--- Text section ---

Mon, 17 Jun 2019

Irish farmers told to beware African Swine Fever

Conor Trindle
27 May 2019, 04:38 GMT+10

DUBLIN, Ireland - African Swine Fever is spreading across the world with serious consequences for pig farmers, meat processors and exporters in the affected countries.

On Friday, Ireland's Agriculture Minister Michael Creed issued a warning about the risk African Swine Fever poses to the pig industry in Ireland; and what Irish people and visitors to Ireland can do to prevent the introduction of this very serious disease into the country.

Creed advised that "while we have some advantages in that we are an island, there is no room for complacency here." The Minister emphasised that the disease is not a threat to human health and meat is completely safe to eat but an outbreak of the disease would have an enormous impact on the pig industry. Ireland has almost 1.7 million pigs and pig meat exports were worth 666 million last year.

In terms of preventing the introduction of this disease into Ireland, Mr Creed advised that "the virus that causes ASF is quite virulent and can spread by accidental acts of individuals, in particular inappropriate disposal of waste food." The virus can survive for months in pork and pork products including cured meats such as ham and salami. The Minister is urging Irish people and visitors to Ireland not to take the risk of bringing meat products into Ireland from affected countries.

"Don't bring back your sandwich; don't bring back your salami," the Minister warned. The minister reminded all those who keep pigs, even one or two pigs in their back garden "not to feed waste food that contains meator meat products to pigs. A simple ham sandwich, salami or meat product could bring this disease to our doorstep and it would be devastating," he said.

Only persons registered with the department and issued with valid pig herd numbers are allowed to own or trade in pigs.All those who keep pigs are reminded not to allow anyone to bring meat products onto their premises or to come in contact with their pigs while wearing clothes they were wearing on hunting trips or visits to pig related businesses in affected countries.

"Working together we can keep this serious disease out of Ireland. We can protect our pigs, our farmers, our businesses and our rural communities," Creed said.

What is African swine fever and what impact does it have?

- African swine fever (ASF) is a viral disease of pigs and wild boar that is usually fatal. The disease can result in devastating losses for pig farmers and the pig industry. In Poland, Lithuania. Latvia and Estonia alone, the loss to the export industry has been estimated to be in the region of $961 million.

- The disease poses no risk for humans or other species. Pigs become infected by sniffing the carcasses of dead pigs, by eating feed products that contain the virus, or by coming in contact with clothes or boots that farmers, hunters and others have been wearing while handling infected pigs.

- There is no cure or vaccine availablefor ASF and the disease is spreading across the world1. Within the last two years the disease has spread to nine previously unaffected countries in Europe and Asia2, including China, a country estimated to have more than half a billion pigs - over half of the world's total pig population. Over 1 million pigs have been culled in China alone to date in an effort to halt the spread of this deadly disease.

- Ireland is free of African swine fever. However, we cannot be complacent. It is vital we act together to keep this disease out of Ireland for the sake of our pigs, our pig farmers and our Agri-food Industry3. Everyone has a role to play.

What can be done to stop ASF getting into Ireland?

- Although ASF does not affect humans and meat is safe to eat, the virus can survive for months in pork and pig meat products including cured meats, hams, sausages and salamis etc. If pigs eat food waste that contains infected meat it will cause an outbreak of the disease. For this reason, waste food must never be fed to pigs.

--- Data provided ---

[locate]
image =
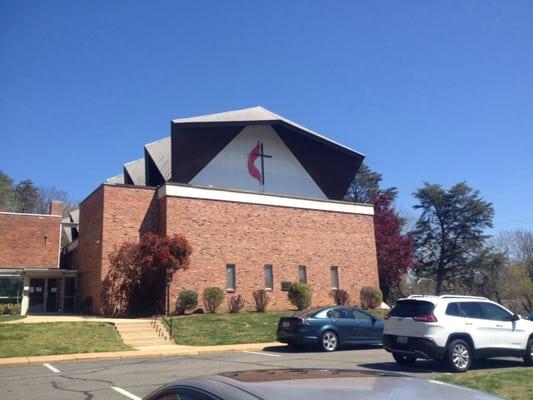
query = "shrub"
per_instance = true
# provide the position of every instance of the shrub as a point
(187, 300)
(15, 309)
(261, 299)
(300, 294)
(213, 298)
(340, 296)
(86, 305)
(235, 304)
(371, 297)
(10, 309)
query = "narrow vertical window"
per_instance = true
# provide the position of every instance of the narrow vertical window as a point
(334, 277)
(269, 284)
(230, 276)
(302, 274)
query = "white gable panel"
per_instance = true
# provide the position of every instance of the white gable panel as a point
(283, 172)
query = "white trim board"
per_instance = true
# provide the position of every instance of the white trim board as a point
(263, 199)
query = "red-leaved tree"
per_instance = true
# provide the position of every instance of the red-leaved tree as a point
(394, 249)
(140, 272)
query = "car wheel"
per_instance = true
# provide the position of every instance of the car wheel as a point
(459, 355)
(329, 341)
(528, 357)
(403, 359)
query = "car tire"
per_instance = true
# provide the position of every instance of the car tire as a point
(458, 356)
(403, 359)
(329, 341)
(528, 357)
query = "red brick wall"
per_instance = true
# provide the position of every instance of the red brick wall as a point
(251, 236)
(221, 233)
(110, 216)
(87, 258)
(30, 241)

---

#### [Exercise instructions]
[1] Reproduce the passage of the African Swine Fever article from "- The disease" up to and including "this deadly disease.".
[2] List the countries named in the African Swine Fever article as the ones whose export industry losses alone are estimated at about $961 million.

#### [Answers by item]
[1]
- The disease poses no risk for humans or other species. Pigs become infected by sniffing the carcasses of dead pigs, by eating feed products that contain the virus, or by coming in contact with clothes or boots that farmers, hunters and others have been wearing while handling infected pigs.

- There is no cure or vaccine availablefor ASF and the disease is spreading across the world1. Within the last two years the disease has spread to nine previously unaffected countries in Europe and Asia2, including China, a country estimated to have more than half a billion pigs - over half of the world's total pig population. Over 1 million pigs have been culled in China alone to date in an effort to halt the spread of this deadly disease.

[2] Poland, Lithuania, Latvia, Estonia